++++ Data for this task
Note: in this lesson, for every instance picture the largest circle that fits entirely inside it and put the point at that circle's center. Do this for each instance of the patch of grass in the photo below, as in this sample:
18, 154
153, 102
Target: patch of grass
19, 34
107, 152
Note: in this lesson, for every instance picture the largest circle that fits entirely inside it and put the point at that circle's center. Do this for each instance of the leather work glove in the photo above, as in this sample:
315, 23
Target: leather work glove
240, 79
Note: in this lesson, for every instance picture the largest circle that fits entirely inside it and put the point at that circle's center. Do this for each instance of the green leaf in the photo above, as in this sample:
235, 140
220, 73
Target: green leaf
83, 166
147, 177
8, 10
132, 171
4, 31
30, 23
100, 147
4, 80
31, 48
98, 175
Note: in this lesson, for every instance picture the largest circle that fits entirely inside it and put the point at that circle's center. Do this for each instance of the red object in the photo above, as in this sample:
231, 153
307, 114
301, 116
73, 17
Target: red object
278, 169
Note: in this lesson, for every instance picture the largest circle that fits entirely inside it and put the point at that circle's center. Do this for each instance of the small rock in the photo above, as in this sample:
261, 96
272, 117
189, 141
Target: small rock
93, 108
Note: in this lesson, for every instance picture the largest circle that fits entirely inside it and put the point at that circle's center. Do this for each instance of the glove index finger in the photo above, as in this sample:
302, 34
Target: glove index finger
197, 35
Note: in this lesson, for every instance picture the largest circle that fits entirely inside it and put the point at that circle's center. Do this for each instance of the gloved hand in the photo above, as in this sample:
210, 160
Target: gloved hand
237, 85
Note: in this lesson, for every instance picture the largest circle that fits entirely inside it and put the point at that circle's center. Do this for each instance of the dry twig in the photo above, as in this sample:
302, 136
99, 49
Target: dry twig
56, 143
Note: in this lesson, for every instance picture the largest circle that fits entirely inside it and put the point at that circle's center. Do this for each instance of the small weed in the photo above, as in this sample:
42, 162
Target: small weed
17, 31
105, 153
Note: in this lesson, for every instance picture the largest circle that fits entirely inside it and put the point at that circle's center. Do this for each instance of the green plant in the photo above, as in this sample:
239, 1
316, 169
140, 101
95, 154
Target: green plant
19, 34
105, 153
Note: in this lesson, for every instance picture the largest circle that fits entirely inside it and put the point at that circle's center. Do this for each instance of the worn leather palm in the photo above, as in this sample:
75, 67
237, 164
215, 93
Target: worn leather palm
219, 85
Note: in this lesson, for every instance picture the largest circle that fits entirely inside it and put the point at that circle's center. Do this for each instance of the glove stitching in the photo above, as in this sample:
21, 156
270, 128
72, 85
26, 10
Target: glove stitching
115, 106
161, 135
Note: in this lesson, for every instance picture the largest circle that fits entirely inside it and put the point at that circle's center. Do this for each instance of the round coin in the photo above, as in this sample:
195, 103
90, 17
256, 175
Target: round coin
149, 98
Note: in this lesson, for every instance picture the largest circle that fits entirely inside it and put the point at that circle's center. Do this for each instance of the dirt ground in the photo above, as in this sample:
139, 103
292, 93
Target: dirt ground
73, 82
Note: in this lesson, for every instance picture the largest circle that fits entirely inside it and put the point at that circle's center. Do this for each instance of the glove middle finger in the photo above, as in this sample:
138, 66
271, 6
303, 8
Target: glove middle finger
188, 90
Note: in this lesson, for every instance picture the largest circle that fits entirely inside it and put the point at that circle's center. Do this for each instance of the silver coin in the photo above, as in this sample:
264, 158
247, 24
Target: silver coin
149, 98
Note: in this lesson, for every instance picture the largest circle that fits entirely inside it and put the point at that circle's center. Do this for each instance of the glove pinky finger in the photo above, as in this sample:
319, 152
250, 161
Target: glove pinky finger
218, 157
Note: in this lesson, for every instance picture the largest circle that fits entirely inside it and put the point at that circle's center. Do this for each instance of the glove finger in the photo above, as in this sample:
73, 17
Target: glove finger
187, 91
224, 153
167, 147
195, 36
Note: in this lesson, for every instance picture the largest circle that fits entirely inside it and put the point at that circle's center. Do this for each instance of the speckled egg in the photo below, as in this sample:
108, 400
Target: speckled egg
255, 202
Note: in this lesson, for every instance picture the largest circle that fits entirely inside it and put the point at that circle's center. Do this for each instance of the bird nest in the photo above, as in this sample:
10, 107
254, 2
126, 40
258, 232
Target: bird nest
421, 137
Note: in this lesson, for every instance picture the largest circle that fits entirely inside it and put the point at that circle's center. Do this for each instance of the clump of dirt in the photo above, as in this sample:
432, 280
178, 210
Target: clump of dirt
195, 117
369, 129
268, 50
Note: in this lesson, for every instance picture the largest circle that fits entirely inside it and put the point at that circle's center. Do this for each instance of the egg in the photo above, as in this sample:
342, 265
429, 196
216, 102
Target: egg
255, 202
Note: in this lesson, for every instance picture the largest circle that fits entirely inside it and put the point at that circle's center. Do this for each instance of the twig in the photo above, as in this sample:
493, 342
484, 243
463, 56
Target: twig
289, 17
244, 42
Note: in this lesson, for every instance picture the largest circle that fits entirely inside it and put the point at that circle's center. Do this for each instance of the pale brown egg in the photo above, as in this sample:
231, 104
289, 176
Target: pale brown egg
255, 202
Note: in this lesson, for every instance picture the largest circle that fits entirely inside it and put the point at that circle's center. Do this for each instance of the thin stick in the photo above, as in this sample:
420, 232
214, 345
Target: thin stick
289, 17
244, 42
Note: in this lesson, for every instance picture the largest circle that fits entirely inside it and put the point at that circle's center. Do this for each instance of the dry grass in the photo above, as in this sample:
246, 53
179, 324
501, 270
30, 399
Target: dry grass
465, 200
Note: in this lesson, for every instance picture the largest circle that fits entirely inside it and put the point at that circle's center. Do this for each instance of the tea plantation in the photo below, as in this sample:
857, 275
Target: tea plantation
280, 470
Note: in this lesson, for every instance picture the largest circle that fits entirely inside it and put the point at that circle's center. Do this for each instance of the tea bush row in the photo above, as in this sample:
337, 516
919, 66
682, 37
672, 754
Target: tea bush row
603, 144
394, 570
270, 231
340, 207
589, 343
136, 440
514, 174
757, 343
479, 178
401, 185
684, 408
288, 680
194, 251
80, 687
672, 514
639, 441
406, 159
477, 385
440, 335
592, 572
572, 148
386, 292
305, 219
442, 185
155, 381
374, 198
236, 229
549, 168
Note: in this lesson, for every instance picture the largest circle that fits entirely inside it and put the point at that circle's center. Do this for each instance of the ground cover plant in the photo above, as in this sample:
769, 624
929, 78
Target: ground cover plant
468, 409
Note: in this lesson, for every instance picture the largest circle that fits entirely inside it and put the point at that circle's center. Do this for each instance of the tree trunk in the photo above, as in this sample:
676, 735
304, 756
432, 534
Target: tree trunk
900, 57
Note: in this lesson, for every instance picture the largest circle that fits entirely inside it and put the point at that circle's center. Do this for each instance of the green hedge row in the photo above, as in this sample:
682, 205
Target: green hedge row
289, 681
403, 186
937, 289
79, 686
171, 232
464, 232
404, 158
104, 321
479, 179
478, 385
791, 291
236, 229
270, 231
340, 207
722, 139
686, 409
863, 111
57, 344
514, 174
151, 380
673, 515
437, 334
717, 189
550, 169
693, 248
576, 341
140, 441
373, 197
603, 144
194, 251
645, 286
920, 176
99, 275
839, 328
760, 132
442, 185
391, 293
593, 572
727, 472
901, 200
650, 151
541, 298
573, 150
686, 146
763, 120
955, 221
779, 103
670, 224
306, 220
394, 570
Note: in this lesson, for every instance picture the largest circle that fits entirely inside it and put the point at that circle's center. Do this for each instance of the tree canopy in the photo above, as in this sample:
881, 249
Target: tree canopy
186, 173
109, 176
++++++++
**Task prompt:** Your job is to return all lines above that hold the word "below".

**Response for this exercise:**
Note: in this lesson, for every instance picture the largest circle that fits entirely inside it and put the point at that circle's center. Do this for each instance of the patch of grass in the photo below, as in this sample:
Note: in this lesson, for every instance picture the largest circle that fits entirely inside it and put the point at that circle's center. Do this for each instance of the speckled egg in the photo below, as in this sample:
Note: in this lesson, for every instance picture the largest circle that fits entirely inside it and put the point at that circle's center. Do this for each instance of the tea plantation in the photo below, as in this sample:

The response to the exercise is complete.